WHAT THIS TASK INVOLVES -> Output every record exactly, apart from its images.

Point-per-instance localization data
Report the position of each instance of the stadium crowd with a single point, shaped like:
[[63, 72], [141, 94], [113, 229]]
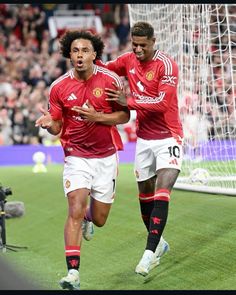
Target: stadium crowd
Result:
[[30, 61]]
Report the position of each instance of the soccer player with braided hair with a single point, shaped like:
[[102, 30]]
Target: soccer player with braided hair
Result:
[[85, 121]]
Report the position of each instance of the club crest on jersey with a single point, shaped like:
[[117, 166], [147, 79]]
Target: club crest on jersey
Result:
[[97, 92], [150, 75], [67, 183], [140, 86]]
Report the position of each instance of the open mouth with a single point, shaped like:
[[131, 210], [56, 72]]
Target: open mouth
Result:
[[80, 63]]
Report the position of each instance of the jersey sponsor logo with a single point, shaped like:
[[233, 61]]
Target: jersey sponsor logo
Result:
[[132, 71], [173, 162], [72, 97], [97, 92], [140, 86], [67, 183], [170, 80], [150, 75]]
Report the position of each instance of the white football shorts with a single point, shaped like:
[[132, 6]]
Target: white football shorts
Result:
[[152, 155], [96, 174]]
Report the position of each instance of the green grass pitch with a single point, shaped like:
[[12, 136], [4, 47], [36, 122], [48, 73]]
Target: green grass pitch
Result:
[[200, 230]]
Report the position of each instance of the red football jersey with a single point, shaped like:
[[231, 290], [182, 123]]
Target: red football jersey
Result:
[[153, 87], [78, 137]]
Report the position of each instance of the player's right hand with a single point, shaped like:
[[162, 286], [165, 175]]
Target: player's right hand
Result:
[[45, 121]]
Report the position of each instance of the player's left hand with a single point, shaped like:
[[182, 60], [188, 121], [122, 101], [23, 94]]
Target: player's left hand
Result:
[[117, 95], [87, 112]]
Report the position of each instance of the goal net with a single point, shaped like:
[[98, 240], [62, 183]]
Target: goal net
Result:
[[202, 40]]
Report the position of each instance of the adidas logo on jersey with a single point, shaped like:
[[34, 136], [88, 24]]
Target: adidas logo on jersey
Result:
[[132, 71], [72, 97]]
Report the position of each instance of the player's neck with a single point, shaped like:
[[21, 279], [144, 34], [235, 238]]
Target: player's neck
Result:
[[83, 75]]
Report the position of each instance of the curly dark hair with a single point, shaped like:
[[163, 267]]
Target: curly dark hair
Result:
[[69, 36], [142, 29]]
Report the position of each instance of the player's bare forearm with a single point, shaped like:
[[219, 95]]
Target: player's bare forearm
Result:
[[46, 122], [119, 117], [117, 95], [55, 129]]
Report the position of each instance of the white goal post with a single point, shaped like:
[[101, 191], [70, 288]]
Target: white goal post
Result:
[[202, 40]]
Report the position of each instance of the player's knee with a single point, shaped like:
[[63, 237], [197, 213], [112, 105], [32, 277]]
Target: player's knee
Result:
[[99, 220]]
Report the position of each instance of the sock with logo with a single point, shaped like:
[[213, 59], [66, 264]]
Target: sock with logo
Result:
[[72, 254], [158, 218]]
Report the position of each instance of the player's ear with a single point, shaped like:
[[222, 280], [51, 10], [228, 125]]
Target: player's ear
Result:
[[94, 55]]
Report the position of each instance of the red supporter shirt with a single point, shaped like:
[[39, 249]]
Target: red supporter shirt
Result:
[[78, 137], [153, 87]]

EXERCISE RESPONSE ->
Report the position of each instance of the stadium crowd with a single point, shaped like:
[[63, 72], [141, 94], [113, 229]]
Target: stadium crowd
Result:
[[30, 61]]
Report the position of each instance of the soccer player with braided hair with a single point, shaped like:
[[102, 30]]
Target: soccer player with braided hair
Result:
[[85, 121]]
Report the position of each instance of the club crest on jersey with a single point, shaped like:
[[117, 166], [147, 79]]
Target: club crest on jersey
Result:
[[97, 92], [150, 75], [67, 183], [140, 86]]
Report the position of each instance of the open mouth with a single point, shaped like:
[[131, 210], [56, 72]]
Target: open mouth
Result:
[[80, 63]]
Report the position of each instance of the jersey sponsor logo with a single point, shaped like:
[[233, 61]]
Target: jersey sponsor logo
Result:
[[132, 71], [173, 162], [72, 97], [97, 92], [140, 86], [67, 183], [170, 80], [150, 75]]
Report the position of each instance of the white football shorts with a single point, shaped like:
[[132, 6]]
Target: white football shorts
Result:
[[152, 155], [96, 174]]
Report the position of each instance of the green grass pitch with a single point, shaped like:
[[12, 136], [4, 47], [36, 122], [48, 73]]
Target: green grass pitch
Result:
[[200, 230]]
Report the position of each instance of the red football jersey with a single point, shaped like:
[[231, 290], [182, 123]]
Target: red football jersey
Result:
[[153, 87], [78, 137]]
Report the position of each instance of the player's right hand with a single point, shaped like:
[[162, 286], [165, 175]]
Target: player's right hand
Result:
[[45, 121]]
Report the position of each instance of the player's left hand with a single point, shaped like:
[[182, 60], [188, 121], [122, 101], [23, 94]]
Target: player's left hand
Result:
[[117, 95], [87, 112]]
Report the position of each instance of the goal net with a single point, shaped like:
[[98, 240], [62, 183]]
Target: goal net
Result:
[[202, 40]]
Report the position of each instance of the adidas logo on jersey with a single point, shaped like:
[[34, 136], [88, 24]]
Target: adidas logo on jersey
Result:
[[132, 71], [72, 97]]
Report the position of each instance of the player's neck with a single point, shaped like:
[[21, 279], [144, 34], [235, 238]]
Target: player's neck
Result:
[[83, 75]]
Report the position of each instance of the curly dark hair with a single point, shaped like:
[[163, 267]]
Target: curly dark hair
Result:
[[69, 36], [142, 29]]
Report the position of each instance of the player's bare forearm with a single point, shaped like:
[[219, 95]]
Target: player's bare forearm
Result:
[[46, 122], [119, 117], [117, 95], [55, 129]]
Report the position of each instance of the white goal post with a single point, shaped like:
[[101, 191], [70, 288]]
Target: white goal post
Result:
[[202, 40]]
Report the position of each instance of the player's knee with a single point, shaped like:
[[63, 237], [197, 213], [112, 105], [32, 277]]
Target: player's knee
Result:
[[99, 220]]
Report the position of each instance of the sock with logo with a single point, shaped like:
[[213, 59], [66, 264]]
Target: sock with logo
Result:
[[72, 254], [158, 218]]
Report the position of each instance of the player's ear with a single point, shaped like:
[[222, 280], [51, 10], [228, 125]]
Target: player's ear
Result:
[[94, 55]]
Report the position of each instance of the red supporter shirt with a single point, shaped like:
[[39, 249]]
Target: red supporter shirt
Result:
[[78, 137], [153, 87]]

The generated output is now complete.